## [Your goal]
Render this sentence from the choux pastry text in Spanish: "Unbeknown to most amateur bakers, choux pastry is actually an amazingly simple concoction to make at home."

Excerpt below:

Pâte à choux

‘Even the simplest of desserts made using the smallest amount of skill will always be received as the grandest of gestures.’

Pets de nonne citronnés à l’anis (Anise and lemon nun’s puffs)

Pâte à choux

( Choux pastry )

I remember the first time I ever made choux pastry. I was only a few weeks into my apprenticeship when I was given the task of making pâte à choux — I will never forget that moment of sheer panic. Not only did I have to make this puzzling pastry, but I also had to face the challenging task of piping it into an array of different shapes and sizes. Ever since I was a child, I had always wondered how anyone made those delicate little puffs, so thin and light, pumped full of air. To me they were more about engineering than cooking and while this isn’t quite the case, choux pastry is a good illustration of how the chemistry of each ingredient works together in baking, reinforcing the point that a good baker is first and foremost a technician.

The invention of an early form of choux pastry is credited to the very creative pastry chefs at the French court of Catherine de Medici in the sixteenth century, who were also responsible for the amaretti, the ancestor of the famous macaron. Over time, the recipe for choux was improved upon, and finally cemented its place in French gastronomy in the early nineteenth century when the famous pastry chef Marie-Antoine Carême created the croque-en-bouche (‘crunch in the mouth’), or croquembouche as it’s also known.

Unbeknown to most amateur bakers, choux pastry is actually an amazingly simple concoction to make at home. It is also very versatile and can be turned into a wide range of pastries — from éclairs to croquembouche (baked), churros to doughnuts (fried), and even savoury dishes, such as the famous Parisian gnocchi (poached).

End of Excerpt.
Material supplied below:

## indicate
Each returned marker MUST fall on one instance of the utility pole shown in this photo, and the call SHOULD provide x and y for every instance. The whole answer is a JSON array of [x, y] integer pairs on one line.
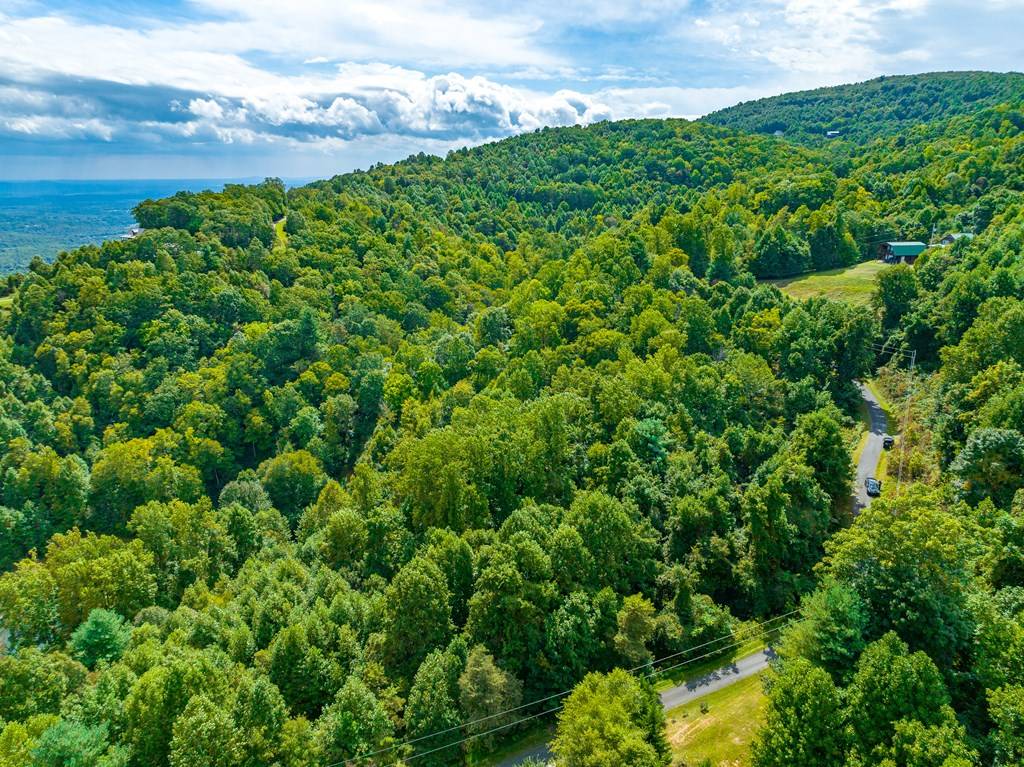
[[906, 421]]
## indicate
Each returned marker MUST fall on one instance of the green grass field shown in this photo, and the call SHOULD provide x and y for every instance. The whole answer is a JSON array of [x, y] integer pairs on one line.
[[723, 734], [853, 284]]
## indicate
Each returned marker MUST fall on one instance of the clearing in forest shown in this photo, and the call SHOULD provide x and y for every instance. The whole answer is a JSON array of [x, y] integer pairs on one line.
[[851, 284], [723, 731]]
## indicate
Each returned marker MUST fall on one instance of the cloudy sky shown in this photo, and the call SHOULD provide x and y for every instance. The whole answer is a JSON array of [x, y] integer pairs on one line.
[[217, 88]]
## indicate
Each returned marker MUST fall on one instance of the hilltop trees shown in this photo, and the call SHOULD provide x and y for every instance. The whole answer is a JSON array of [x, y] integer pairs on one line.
[[452, 445]]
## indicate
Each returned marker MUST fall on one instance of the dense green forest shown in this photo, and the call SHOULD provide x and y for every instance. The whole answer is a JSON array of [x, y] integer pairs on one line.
[[885, 107], [360, 470]]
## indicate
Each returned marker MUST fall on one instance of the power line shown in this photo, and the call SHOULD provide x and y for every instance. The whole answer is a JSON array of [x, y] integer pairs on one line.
[[761, 631]]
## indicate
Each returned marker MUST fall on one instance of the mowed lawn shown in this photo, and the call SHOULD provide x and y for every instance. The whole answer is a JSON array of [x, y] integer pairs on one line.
[[853, 284], [723, 735]]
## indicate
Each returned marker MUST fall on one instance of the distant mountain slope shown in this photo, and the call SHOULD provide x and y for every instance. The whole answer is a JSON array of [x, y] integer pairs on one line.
[[876, 108]]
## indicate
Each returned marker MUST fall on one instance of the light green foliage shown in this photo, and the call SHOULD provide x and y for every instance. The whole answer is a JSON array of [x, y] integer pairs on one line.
[[529, 398], [804, 723], [486, 692], [636, 629], [354, 723], [417, 615], [103, 636], [611, 720]]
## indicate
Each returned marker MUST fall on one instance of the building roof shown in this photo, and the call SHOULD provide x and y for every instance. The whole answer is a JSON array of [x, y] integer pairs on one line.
[[906, 248]]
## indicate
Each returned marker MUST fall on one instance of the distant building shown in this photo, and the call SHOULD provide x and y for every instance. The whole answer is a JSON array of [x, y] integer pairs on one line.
[[953, 237], [901, 251]]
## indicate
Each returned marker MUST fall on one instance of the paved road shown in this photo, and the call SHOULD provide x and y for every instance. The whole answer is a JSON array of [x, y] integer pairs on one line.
[[676, 696], [868, 462]]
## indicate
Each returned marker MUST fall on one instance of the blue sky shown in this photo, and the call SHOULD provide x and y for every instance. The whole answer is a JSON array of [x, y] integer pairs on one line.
[[218, 88]]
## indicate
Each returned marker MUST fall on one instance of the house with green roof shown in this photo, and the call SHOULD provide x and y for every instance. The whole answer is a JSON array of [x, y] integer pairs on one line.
[[901, 251]]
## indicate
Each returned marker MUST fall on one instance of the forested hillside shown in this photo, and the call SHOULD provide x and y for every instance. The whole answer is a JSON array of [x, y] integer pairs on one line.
[[348, 472], [885, 107]]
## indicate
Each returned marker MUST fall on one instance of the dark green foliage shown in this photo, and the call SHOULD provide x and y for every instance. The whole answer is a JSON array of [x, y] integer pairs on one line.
[[611, 719], [887, 105], [804, 725], [530, 399]]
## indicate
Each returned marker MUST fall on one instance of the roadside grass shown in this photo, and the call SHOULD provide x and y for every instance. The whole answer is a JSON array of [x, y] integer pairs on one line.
[[723, 734], [854, 285], [529, 737]]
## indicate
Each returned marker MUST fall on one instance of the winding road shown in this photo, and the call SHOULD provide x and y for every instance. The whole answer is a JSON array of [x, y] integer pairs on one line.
[[675, 696], [754, 664], [868, 462]]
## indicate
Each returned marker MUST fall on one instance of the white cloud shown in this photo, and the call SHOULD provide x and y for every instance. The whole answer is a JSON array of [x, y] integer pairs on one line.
[[819, 41]]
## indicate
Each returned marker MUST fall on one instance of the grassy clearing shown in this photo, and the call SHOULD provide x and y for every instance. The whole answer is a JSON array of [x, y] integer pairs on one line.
[[526, 739], [853, 284], [724, 733]]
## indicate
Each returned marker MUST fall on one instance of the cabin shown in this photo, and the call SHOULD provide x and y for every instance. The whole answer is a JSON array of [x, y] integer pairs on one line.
[[952, 237], [901, 251]]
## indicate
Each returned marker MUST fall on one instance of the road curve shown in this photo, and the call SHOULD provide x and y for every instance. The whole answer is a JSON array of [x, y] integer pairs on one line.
[[675, 696], [868, 462]]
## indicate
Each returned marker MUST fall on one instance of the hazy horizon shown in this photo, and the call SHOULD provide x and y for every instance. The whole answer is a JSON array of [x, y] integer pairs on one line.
[[164, 89]]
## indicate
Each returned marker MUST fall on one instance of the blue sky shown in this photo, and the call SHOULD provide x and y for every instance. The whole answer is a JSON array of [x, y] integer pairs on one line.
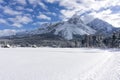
[[17, 15]]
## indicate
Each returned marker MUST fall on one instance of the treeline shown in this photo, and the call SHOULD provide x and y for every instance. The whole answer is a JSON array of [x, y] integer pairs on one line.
[[49, 40]]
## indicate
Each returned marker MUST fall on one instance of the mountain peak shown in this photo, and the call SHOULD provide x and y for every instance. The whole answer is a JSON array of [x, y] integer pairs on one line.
[[101, 26], [75, 19]]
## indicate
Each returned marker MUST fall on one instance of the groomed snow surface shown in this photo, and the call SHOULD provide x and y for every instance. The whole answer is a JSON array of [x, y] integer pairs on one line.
[[59, 64]]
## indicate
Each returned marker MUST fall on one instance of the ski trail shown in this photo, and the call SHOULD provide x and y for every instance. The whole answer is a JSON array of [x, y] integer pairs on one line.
[[108, 69]]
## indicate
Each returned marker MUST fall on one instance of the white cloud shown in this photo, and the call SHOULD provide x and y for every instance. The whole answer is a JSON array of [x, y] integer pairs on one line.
[[43, 5], [18, 21], [1, 1], [3, 21], [21, 1], [19, 8], [29, 10], [7, 32], [10, 11], [17, 25], [105, 15], [42, 16], [95, 6]]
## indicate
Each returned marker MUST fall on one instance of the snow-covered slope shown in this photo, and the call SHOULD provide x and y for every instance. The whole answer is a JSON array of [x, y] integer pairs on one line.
[[101, 26], [74, 26], [59, 64], [66, 29]]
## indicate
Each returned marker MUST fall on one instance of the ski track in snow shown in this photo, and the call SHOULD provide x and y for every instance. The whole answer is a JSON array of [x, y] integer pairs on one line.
[[25, 68]]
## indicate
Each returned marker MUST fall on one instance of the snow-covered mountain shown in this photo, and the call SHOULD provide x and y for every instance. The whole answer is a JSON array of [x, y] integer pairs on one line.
[[74, 26], [101, 26], [65, 29]]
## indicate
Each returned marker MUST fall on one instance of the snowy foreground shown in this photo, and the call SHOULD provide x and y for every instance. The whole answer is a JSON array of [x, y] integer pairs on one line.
[[59, 64]]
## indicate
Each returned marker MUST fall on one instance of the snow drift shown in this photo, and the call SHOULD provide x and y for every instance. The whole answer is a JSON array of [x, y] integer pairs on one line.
[[59, 64]]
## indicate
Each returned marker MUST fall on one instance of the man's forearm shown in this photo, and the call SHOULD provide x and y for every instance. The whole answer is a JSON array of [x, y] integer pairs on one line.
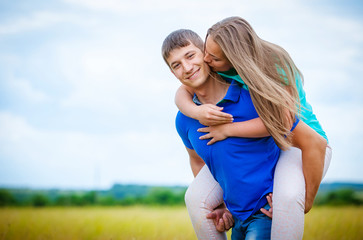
[[313, 166]]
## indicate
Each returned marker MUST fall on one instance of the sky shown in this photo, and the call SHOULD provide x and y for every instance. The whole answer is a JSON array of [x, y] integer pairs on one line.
[[86, 100]]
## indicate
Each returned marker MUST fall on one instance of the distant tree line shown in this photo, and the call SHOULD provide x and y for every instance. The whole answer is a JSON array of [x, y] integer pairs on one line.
[[155, 196], [344, 196]]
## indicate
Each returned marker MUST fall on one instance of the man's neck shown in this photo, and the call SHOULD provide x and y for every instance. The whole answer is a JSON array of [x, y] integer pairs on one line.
[[213, 90]]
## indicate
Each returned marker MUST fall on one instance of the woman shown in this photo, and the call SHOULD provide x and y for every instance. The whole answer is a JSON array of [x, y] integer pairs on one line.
[[234, 50]]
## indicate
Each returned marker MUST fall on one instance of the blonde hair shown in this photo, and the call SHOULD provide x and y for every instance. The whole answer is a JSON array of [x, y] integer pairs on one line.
[[268, 71]]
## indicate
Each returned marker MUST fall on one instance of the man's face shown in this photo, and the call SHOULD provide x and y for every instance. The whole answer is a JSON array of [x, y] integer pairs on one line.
[[188, 66]]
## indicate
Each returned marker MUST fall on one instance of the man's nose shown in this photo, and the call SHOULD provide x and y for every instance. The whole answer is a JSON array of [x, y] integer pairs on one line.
[[207, 58], [188, 67]]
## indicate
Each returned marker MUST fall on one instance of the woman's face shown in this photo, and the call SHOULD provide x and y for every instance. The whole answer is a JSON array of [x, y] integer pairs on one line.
[[215, 57]]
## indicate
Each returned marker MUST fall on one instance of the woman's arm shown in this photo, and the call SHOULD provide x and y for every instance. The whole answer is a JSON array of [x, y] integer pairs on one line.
[[253, 128], [206, 114], [313, 147]]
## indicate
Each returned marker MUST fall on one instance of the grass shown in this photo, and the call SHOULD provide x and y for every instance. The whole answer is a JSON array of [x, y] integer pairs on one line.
[[149, 223]]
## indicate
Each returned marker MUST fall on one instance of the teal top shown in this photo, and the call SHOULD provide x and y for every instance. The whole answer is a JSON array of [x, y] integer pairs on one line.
[[306, 112]]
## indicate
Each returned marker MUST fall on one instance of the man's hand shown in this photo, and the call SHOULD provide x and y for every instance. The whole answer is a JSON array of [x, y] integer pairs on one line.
[[210, 115], [216, 133], [268, 213], [222, 219]]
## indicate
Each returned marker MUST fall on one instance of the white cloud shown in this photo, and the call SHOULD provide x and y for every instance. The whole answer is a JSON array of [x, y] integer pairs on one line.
[[71, 158], [24, 89]]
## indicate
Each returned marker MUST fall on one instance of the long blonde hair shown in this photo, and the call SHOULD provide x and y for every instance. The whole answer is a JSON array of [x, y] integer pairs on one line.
[[267, 70]]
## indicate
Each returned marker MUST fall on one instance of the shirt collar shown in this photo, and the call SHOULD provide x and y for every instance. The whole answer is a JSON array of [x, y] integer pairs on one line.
[[233, 93]]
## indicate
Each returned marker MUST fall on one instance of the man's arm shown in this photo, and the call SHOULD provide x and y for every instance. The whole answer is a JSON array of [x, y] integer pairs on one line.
[[221, 217], [313, 147], [196, 162]]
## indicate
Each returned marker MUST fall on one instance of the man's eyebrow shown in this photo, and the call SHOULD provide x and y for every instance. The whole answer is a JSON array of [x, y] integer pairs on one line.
[[186, 54]]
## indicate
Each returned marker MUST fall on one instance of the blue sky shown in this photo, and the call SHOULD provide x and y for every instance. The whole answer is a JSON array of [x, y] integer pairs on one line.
[[87, 101]]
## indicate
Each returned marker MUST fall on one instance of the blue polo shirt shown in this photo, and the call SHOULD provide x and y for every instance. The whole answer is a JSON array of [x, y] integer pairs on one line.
[[244, 167]]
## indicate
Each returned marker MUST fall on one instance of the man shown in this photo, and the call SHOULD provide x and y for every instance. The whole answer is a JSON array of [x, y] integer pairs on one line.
[[243, 167]]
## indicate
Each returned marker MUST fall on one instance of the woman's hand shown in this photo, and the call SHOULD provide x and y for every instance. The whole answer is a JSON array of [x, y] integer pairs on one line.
[[216, 133], [268, 213], [222, 218], [211, 115]]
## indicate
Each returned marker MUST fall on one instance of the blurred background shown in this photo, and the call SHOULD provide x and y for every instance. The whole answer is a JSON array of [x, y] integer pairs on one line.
[[86, 100]]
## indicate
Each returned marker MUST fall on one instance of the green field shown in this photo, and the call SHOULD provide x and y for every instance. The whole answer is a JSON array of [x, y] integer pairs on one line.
[[149, 223]]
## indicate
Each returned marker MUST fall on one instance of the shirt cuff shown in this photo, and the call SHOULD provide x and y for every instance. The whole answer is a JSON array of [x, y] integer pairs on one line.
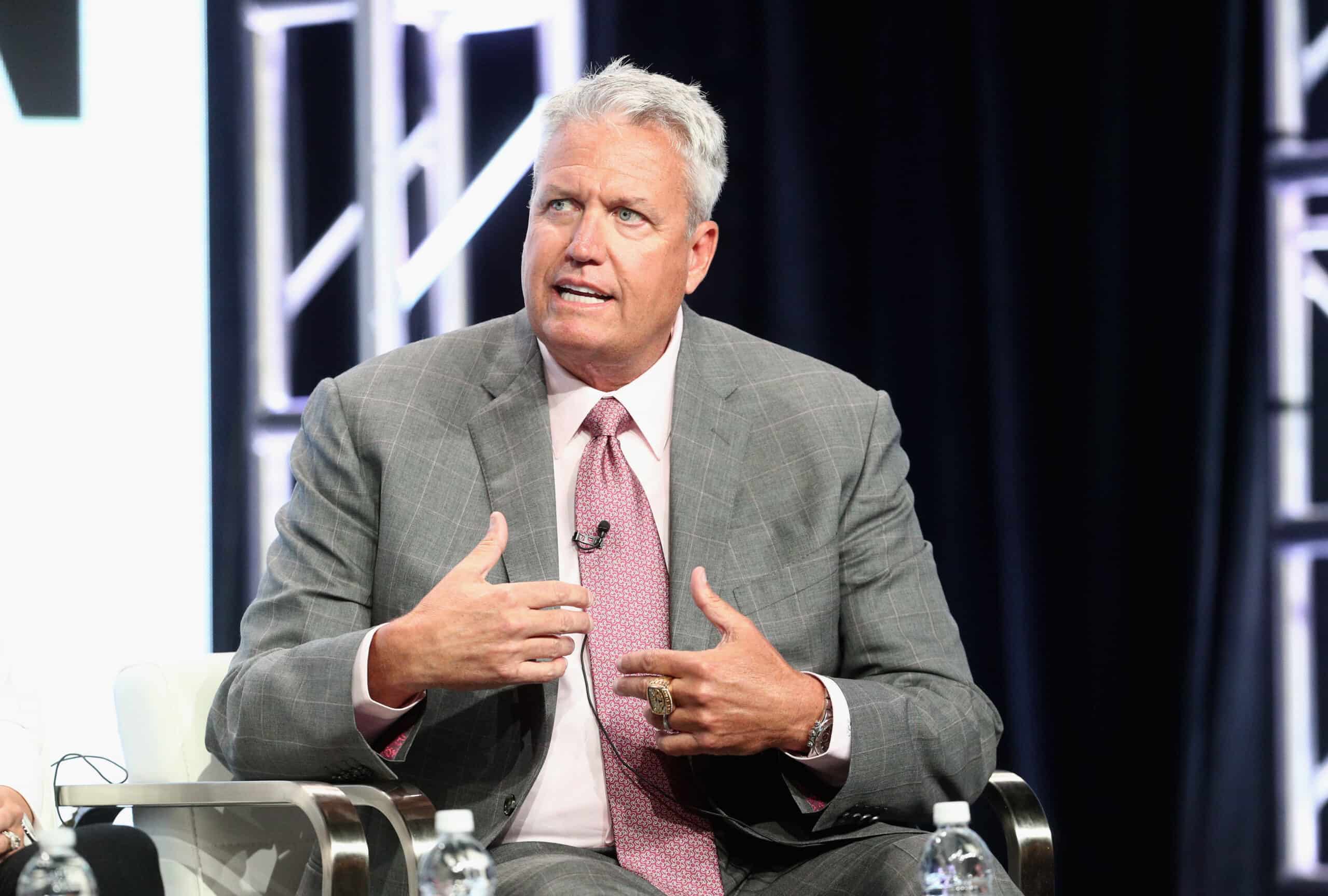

End of Material supplied.

## [Result for this task]
Sin que la mayoría de los reposteros aficionados lo sepan, la pasta choux es en realidad una preparación asombrosamente sencilla de hacer en casa.